SET OF TASKS
1: Answer these questions using the news item on caregiver inflammation:
(a) In which journal was the study published?
(b) How many caregivers and how many controls were tracked?
(c) Which substance does the news item call a marker of sympathetic nervous system activity?
2: Write out a passage from the news item on caregiver inflammation. Begin at the words "Nicolas Rohleder, Ph.D., from" and stop after "year after diagnosis.".

EXCERPT TO READ
========

Last Updated: May 13, 2009.

Caregivers of patients with brain cancer show increased inflammation in the year after diagnosis that could put them at risk of developing conditions involving excessive inflammation, according to a study published online May 11 in the Journal of Clinical Oncology.

WEDNESDAY, May 13 (HealthDay News) -- Caregivers of patients with brain cancer show increased inflammation in the year after diagnosis that could put them at risk of developing conditions involving excessive inflammation, according to a study published online May 11 in the Journal of Clinical Oncology.

Nicolas Rohleder, Ph.D., from Brandeis University in Waltham, Mass., and colleagues tracked changes in neurohormonal and inflammatory processes in 18 caregivers of patients with brain cancer and 19 controls during the year after diagnosis.

The researchers found that only caregivers showed marked changes in diurnal secretions of salivary amylase, a marker of sympathetic nervous system activity. Caregivers also showed strong linear increases in systemic inflammation, as determined by C-reactive protein; a linear decrease in the expression of anti-inflammatory signaling molecules; and reduced in vitro sensitivity to glucocorticoids. The two groups had similar output of cortisol, according to the study.

========

(Records from a collection)
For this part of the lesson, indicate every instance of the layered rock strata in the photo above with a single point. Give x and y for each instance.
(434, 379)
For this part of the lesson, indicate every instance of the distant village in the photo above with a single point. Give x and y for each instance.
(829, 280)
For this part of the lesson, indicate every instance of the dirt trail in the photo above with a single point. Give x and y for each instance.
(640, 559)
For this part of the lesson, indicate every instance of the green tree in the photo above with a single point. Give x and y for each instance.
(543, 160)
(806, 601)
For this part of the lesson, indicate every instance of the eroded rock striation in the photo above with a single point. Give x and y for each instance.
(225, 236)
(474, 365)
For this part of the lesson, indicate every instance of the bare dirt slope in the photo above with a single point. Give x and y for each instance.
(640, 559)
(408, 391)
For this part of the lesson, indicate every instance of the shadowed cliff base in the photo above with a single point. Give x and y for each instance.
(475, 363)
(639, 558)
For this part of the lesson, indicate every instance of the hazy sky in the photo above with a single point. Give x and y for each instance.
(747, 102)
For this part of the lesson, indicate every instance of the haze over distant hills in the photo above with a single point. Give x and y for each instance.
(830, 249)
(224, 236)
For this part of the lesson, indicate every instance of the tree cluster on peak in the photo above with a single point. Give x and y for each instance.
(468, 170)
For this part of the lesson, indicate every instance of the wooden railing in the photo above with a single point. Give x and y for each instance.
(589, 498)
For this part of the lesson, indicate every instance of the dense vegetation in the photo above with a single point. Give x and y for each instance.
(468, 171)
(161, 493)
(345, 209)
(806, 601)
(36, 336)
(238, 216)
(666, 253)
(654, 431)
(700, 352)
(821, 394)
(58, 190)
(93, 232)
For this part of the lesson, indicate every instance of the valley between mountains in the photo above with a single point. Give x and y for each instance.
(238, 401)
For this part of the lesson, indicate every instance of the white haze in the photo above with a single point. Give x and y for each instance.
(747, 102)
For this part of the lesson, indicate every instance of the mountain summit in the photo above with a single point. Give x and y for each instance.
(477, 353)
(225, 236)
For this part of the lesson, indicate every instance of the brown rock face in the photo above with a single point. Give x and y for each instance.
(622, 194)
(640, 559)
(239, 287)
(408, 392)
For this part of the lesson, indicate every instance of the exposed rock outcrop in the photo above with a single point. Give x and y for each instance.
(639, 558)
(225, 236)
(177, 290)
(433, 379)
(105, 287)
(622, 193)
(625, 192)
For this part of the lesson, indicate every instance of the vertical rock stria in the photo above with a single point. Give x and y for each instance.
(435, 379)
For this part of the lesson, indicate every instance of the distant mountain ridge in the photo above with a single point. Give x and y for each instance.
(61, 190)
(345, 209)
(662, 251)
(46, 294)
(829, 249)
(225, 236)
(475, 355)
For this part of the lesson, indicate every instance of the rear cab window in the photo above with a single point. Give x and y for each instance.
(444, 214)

========

ANSWERS TO THIS EXERCISE
1:
(a) The Journal of Clinical Oncology.
(b) 18 caregivers and 19 controls.
(c) Salivary amylase.

2:
Nicolas Rohleder, Ph.D., from Brandeis University in Waltham, Mass., and colleagues tracked changes in neurohormonal and inflammatory processes in 18 caregivers of patients with brain cancer and 19 controls during the year after diagnosis.